Point-per-instance localization data
────────

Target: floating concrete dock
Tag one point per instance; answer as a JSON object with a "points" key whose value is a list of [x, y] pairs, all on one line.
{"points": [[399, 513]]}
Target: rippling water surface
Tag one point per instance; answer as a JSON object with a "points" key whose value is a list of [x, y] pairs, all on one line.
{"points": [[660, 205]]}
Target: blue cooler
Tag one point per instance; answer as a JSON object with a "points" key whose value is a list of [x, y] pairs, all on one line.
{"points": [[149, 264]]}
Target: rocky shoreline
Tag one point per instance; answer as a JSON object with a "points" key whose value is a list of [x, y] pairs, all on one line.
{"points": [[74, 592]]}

────────

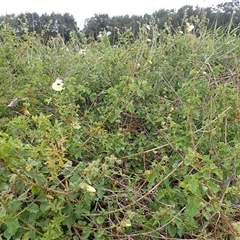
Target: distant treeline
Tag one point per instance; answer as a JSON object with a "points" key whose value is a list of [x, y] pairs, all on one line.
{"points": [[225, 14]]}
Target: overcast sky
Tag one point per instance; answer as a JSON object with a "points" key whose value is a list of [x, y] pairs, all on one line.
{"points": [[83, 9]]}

────────

> _WHAT TO DO_
Determine the number of lines in the data that include the word "Target", and provide that number without comment.

> _PROBLEM SOLUTION_
6